[BEGIN SUPPLIED PASSAGE]

The American Locomotive Company (often shortened to ALCO, ALCo or Alco) was an American manufacturer of locomotives, diesel generators, steel, and tanks that operated from 1901 to 1969. The company was formed by the merger of seven smaller locomotive manufacturers and Schenectady Locomotive Engine Manufactory of Schenectady, New York. A subsidiary, American Locomotive Automobile Company, designed and manufactured automobiles under the Alco brand from 1905 to 1913. ALCO also produced nuclear reactors from 1954 to 1962.

The company changed its name to Alco Products, Incorporated in 1955. In 1964, the Worthington Corporation acquired the company. The company went out of business in 1969. The ALCO name is currently being used by Fairbanks Morse Engine for their FM|ALCO line.

[END SUPPLIED PASSAGE]
[BEGIN MATERIALS PROVIDED]

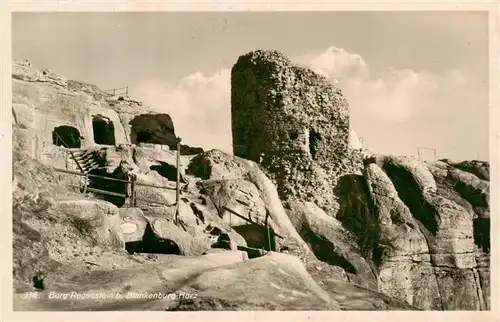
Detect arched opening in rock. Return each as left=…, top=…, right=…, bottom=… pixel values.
left=89, top=162, right=129, bottom=208
left=309, top=130, right=321, bottom=160
left=233, top=224, right=276, bottom=251
left=149, top=161, right=177, bottom=181
left=52, top=125, right=82, bottom=149
left=92, top=115, right=115, bottom=145
left=335, top=174, right=380, bottom=258
left=129, top=114, right=203, bottom=155
left=125, top=224, right=181, bottom=255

[END MATERIALS PROVIDED]

GIVEN INSTRUCTION 1 = Echo the entire passage on the American Locomotive Company word for word.
GIVEN INSTRUCTION 2 = Duplicate every one of the dataset rows exactly, including the detection line and all the bounding-box values, but leave out the pictures.
The passage about the American Locomotive Company and the dataset rows are unrelated pieces of material.

FINISHED ANSWER 1 =
The American Locomotive Company (often shortened to ALCO, ALCo or Alco) was an American manufacturer of locomotives, diesel generators, steel, and tanks that operated from 1901 to 1969. The company was formed by the merger of seven smaller locomotive manufacturers and Schenectady Locomotive Engine Manufactory of Schenectady, New York. A subsidiary, American Locomotive Automobile Company, designed and manufactured automobiles under the Alco brand from 1905 to 1913. ALCO also produced nuclear reactors from 1954 to 1962.

The company changed its name to Alco Products, Incorporated in 1955. In 1964, the Worthington Corporation acquired the company. The company went out of business in 1969. The ALCO name is currently being used by Fairbanks Morse Engine for their FM|ALCO line.

FINISHED ANSWER 2 =
Detect arched opening in rock. Return each as left=…, top=…, right=…, bottom=… pixel values.
left=89, top=162, right=129, bottom=208
left=309, top=130, right=321, bottom=160
left=233, top=224, right=276, bottom=251
left=149, top=161, right=177, bottom=181
left=52, top=125, right=82, bottom=149
left=92, top=115, right=115, bottom=145
left=335, top=174, right=380, bottom=258
left=129, top=114, right=203, bottom=155
left=125, top=224, right=181, bottom=255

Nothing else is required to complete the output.